§ **Text excerpt**:
The "Ready or Not" actress discusses the challenges of going back to the past in Ryan Murphy's "Hollywood."

Laura Harrier and Samara Weaving

Actress Samara Weaving last dazzled audiences playing Grace in the delightfully bloody horror film, “Ready or Not.” Now, Weaving has traded in her wedding dress for some dapper duds and transplanted herself to the late-1940s.

As the ambitious Claire Wood in Ryan Murphy’s new series, “Hollywood,” Weaving is lending her grace and wit to the “Glee” director’s revisionist take on the Glamour Factory. Weaving, whose father holds a PhD in film noir (yes, you can get one!) knew a fair bit about Old Hollywood prior to audition, specifically noirish women like Veronica Lake and Lauren Bacall. What fascinated Weaving was the idea that many actresses of the studio era struggled with inner demons due to the exploitation and stress — both personal and professional — that they endured.

Her initial audition immediately placed her in the world of Old Hollywood. Her audition “sides” were a sequence from the 1959 Marilyn Monroe movie, “Some Like It Hot,” giving Weaving a chance to show her swagger and timing. Acting in Murphy’s world was fantastic, according to the actress, who got the opportunity to wear actual costumes utilized in productions of the era. Wearing this living history helped, especially when her character actually has to do an old-fashioned screen test for a role.

As if there wasn’t enough pressure on the actress, she also got the opportunity to work opposite two media titans: Broadway legend Patti LuPone and television impresario Rob Reiner. As she recounts, having to do a fraught dinner table scene was fun, even if the intimidation factor was high. It also sets the bar for how LuPone and Weaving’s characters eventually transform as the series goes on.

Working with director Janet Mock, who helmed several episodes of the series, also made a powerful impact on Weaving. Considering Murphy’s story looks at the marginalized people who couldn’t star in features during the mid-1940s due to studio mandates, having Mock as the director resonates on a personal level.

You can hear more from Samara Weaving about “Hollywood” in the video above. She’ll next be seen in the feature film “Bill & Ted Face the Music.”

“Hollywood” streams on Netflix starting May 1.

§ **Recorded data**:
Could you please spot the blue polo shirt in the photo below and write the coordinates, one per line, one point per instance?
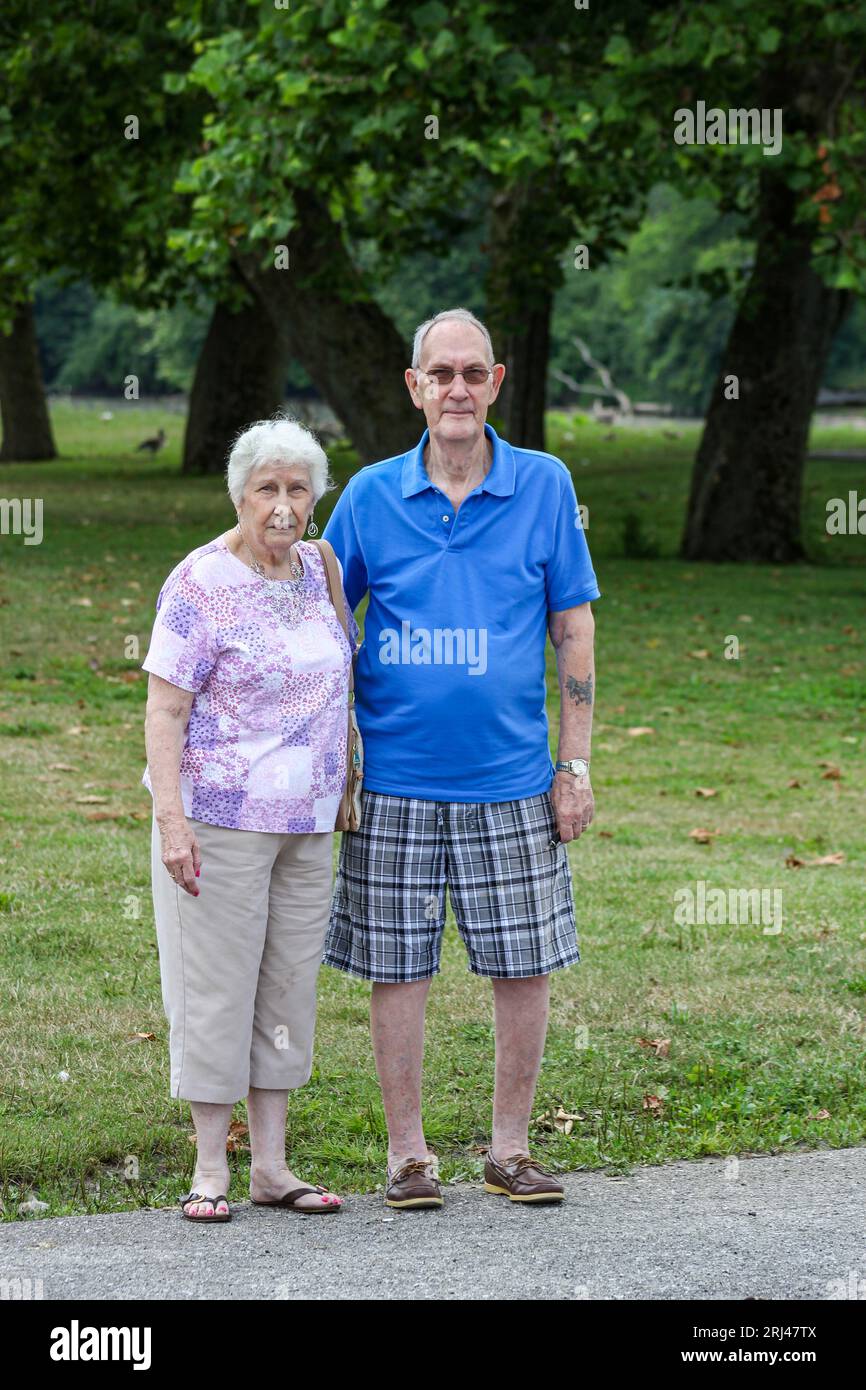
(451, 676)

§ **Goal**: Please name the movie that supplied Samara Weaving's audition sides, according to the text on her role in "Hollywood." The data plays no part in this.

§ **Exercise output**: Her audition sides came from the 1959 Marilyn Monroe movie "Some Like It Hot."